• [WHAT THIS TASK INVOLVES]
Can you output all of the records below as a JSON list of strings, with one string per line, blank lines dropped, and the pictures left out?

(Annotated coordinate records)
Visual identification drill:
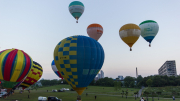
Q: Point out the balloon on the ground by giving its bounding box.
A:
[87,23,103,40]
[0,49,33,92]
[139,20,159,47]
[119,24,141,51]
[20,61,43,89]
[69,1,84,23]
[51,60,63,79]
[54,36,104,95]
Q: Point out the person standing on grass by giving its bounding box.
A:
[173,96,175,100]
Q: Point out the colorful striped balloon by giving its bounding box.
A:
[51,60,63,79]
[69,1,84,23]
[139,20,159,47]
[0,49,33,90]
[20,61,43,89]
[119,24,141,51]
[87,23,103,40]
[54,35,104,95]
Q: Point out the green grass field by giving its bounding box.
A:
[0,85,177,101]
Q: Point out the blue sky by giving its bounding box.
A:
[0,0,180,79]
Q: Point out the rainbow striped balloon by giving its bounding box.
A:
[0,49,33,89]
[20,61,43,89]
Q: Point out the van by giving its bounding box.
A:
[38,96,47,101]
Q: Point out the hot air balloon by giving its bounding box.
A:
[54,36,104,98]
[69,1,84,23]
[87,24,103,40]
[119,24,141,51]
[12,76,27,90]
[20,61,43,89]
[139,20,159,47]
[51,60,63,79]
[0,49,32,92]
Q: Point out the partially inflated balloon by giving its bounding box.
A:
[119,24,141,51]
[20,61,43,89]
[54,36,104,95]
[139,20,159,47]
[87,24,103,40]
[51,60,63,79]
[69,1,84,23]
[0,49,33,92]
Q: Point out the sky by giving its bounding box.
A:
[0,0,180,79]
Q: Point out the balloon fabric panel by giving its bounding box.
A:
[0,49,32,88]
[54,36,104,94]
[51,60,63,79]
[139,20,159,43]
[69,1,84,20]
[20,61,43,89]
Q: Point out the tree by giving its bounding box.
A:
[146,79,152,87]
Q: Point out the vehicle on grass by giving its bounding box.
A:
[62,88,69,90]
[58,89,65,92]
[52,89,57,92]
[48,96,62,101]
[38,96,47,101]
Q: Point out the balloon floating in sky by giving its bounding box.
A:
[54,35,104,95]
[87,24,103,40]
[119,24,141,51]
[69,1,84,23]
[20,61,43,89]
[139,20,159,47]
[0,49,33,92]
[51,60,63,79]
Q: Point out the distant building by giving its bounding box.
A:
[118,75,124,80]
[101,70,104,78]
[158,60,177,76]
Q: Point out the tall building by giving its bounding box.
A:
[101,70,104,78]
[158,60,177,76]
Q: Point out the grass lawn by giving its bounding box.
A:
[0,85,177,101]
[143,86,180,98]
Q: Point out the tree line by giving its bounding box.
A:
[38,75,180,88]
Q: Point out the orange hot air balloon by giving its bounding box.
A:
[87,23,103,40]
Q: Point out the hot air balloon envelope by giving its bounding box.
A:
[51,60,63,79]
[87,24,103,40]
[69,1,84,20]
[54,36,104,95]
[139,20,159,46]
[0,49,32,92]
[119,24,141,48]
[20,61,43,89]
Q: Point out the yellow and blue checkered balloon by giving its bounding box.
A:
[54,35,104,95]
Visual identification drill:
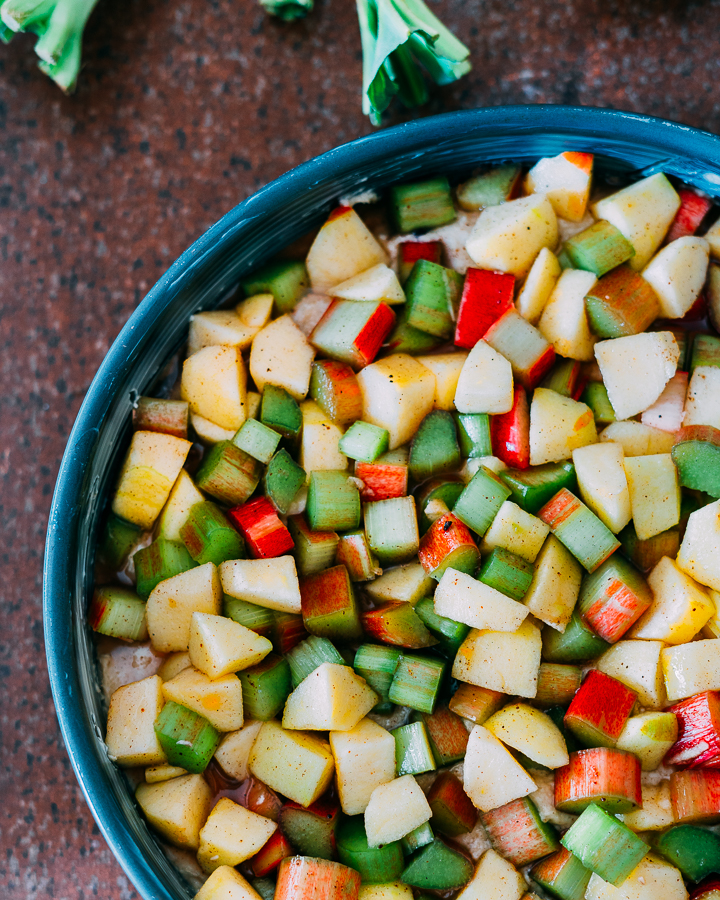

• [TASK ANSWER]
[
  "Visual identification drill:",
  "Q: Point out the balloon on the ground by giving its bounding box.",
  "A:",
  "[87,23,103,40]",
  "[0,49,33,92]",
  "[139,20,159,47]",
  "[119,24,141,51]",
  "[20,61,43,89]",
  "[69,1,84,23]",
  "[51,60,63,79]",
  "[54,36,104,95]",
  "Q: Point out the person standing on grass by giving its bounding box.",
  "A:",
  "[173,96,175,100]",
  "Q: Point out the colorful striped balloon by giving its bounding box.",
  "A:",
  "[51,60,63,79]",
  "[69,1,84,23]",
  "[139,20,159,47]",
  "[0,49,33,90]",
  "[20,61,43,89]",
  "[119,24,141,51]",
  "[87,23,103,40]",
  "[54,35,104,95]",
  "Q: Point out the green grass field by giving its bounding box.",
  "A:",
  "[0,85,177,101]",
  "Q: Point out the blue sky by giving its bounding box.",
  "A:",
  "[0,0,180,79]",
  "Q: Point out the rainbow striped balloon by giving its bounding box.",
  "A:",
  "[0,49,33,89]",
  "[20,61,43,89]",
  "Q: Point out the van by giving its bounding box.",
  "A:",
  "[38,96,47,101]",
  "Q: Point out the hot air balloon by giving its bounding box.",
  "A:",
  "[54,36,104,98]",
  "[69,1,84,23]",
  "[87,24,103,40]",
  "[119,24,141,51]",
  "[12,76,27,90]",
  "[20,61,43,89]",
  "[139,20,159,47]",
  "[51,60,63,79]",
  "[0,49,32,92]",
  "Q: Point out the partially inflated balloon by giving its bounding box.",
  "A:",
  "[119,24,141,51]",
  "[20,61,43,89]",
  "[54,36,104,95]",
  "[139,20,159,47]",
  "[87,24,103,40]",
  "[51,60,63,79]",
  "[69,1,84,23]",
  "[0,49,33,92]",
  "Q: Point out the sky by giving its bounding box.",
  "A:",
  "[0,0,180,79]",
  "Q: Point out the balloon fabric panel by giving its bounding box.",
  "A:",
  "[0,49,32,88]",
  "[54,36,104,94]",
  "[51,60,63,79]",
  "[139,20,159,43]",
  "[69,1,84,20]",
  "[20,61,43,89]",
  "Q: Point out the tree by giving its bounding box.",
  "A:",
  "[146,79,152,87]",
  "Q: Point out the vehicle on grass by giving its bounding box.",
  "A:",
  "[62,88,69,90]",
  "[58,89,65,92]",
  "[52,89,57,92]",
  "[48,96,62,101]",
  "[38,96,47,101]",
  "Q: Point out the balloon floating in sky by giving its bounding box.",
  "A:",
  "[54,35,104,95]",
  "[87,24,103,40]",
  "[119,24,141,51]",
  "[69,1,84,23]",
  "[20,61,43,89]",
  "[139,20,159,47]",
  "[0,49,33,92]",
  "[51,60,63,79]",
  "Q: Point out the distant building by giving its bounding box.",
  "A:",
  "[118,75,124,80]",
  "[101,70,104,78]",
  "[158,60,177,76]",
  "Q: Point out the tall building by giving its bounding box.",
  "A:",
  "[101,70,104,78]",
  "[158,60,177,76]",
  "Q: Point out the grass lawn by giving its bounding box.",
  "A:",
  "[0,85,177,101]",
  "[143,86,180,98]",
  "Q: Point out the tree line by giving its bounding box.",
  "A:",
  "[38,75,180,88]",
  "Q: Point out the orange hot air balloon by giving its bounding box.",
  "A:",
  "[87,23,103,40]",
  "Q: Point out the hot air balloon envelope by giving its bounding box.",
  "A:",
  "[51,60,63,79]",
  "[87,24,103,40]",
  "[69,1,84,20]",
  "[54,36,104,95]",
  "[139,20,159,46]",
  "[0,49,32,92]",
  "[119,24,141,48]",
  "[20,61,43,89]",
  "Q: Point out the yellow and blue checkered balloon by giving its bounding box.",
  "A:",
  "[54,35,104,95]",
  "Visual identification drill:"
]